EXERCISE AIM
Where a line in the entries below contains the word "instance", it counts; give the total by itself.

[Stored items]
....................
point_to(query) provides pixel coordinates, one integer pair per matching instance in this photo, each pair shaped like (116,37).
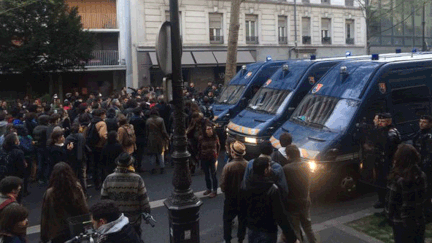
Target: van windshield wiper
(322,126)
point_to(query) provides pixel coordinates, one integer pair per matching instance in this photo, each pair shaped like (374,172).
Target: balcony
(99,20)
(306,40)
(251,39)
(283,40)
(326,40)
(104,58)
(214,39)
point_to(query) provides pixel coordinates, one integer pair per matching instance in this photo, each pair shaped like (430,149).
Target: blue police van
....................
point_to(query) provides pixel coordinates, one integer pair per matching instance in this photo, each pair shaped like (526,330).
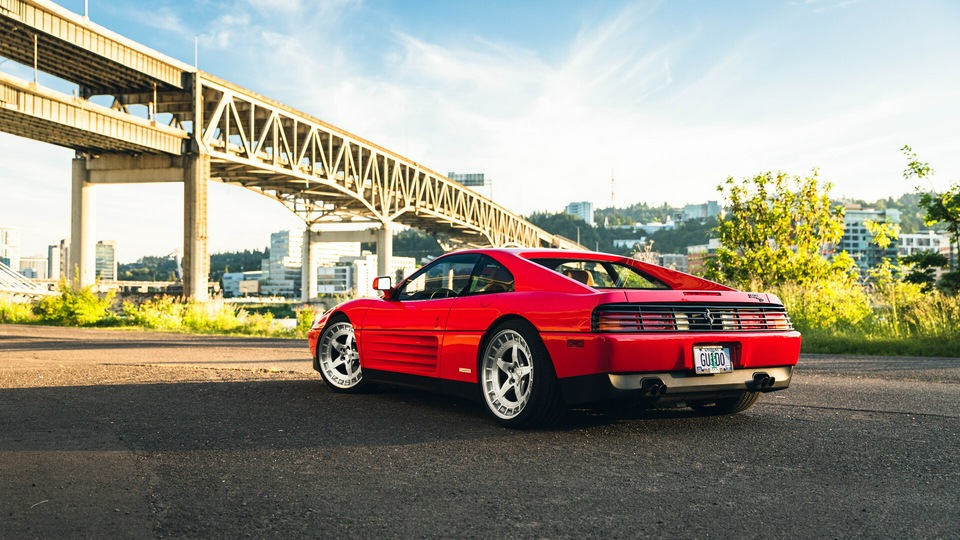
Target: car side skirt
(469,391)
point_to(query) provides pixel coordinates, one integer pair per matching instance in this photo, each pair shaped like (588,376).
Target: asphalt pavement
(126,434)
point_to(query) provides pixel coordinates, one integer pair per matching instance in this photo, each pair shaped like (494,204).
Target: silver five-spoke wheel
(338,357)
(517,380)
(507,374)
....................
RESPONSE AREA
6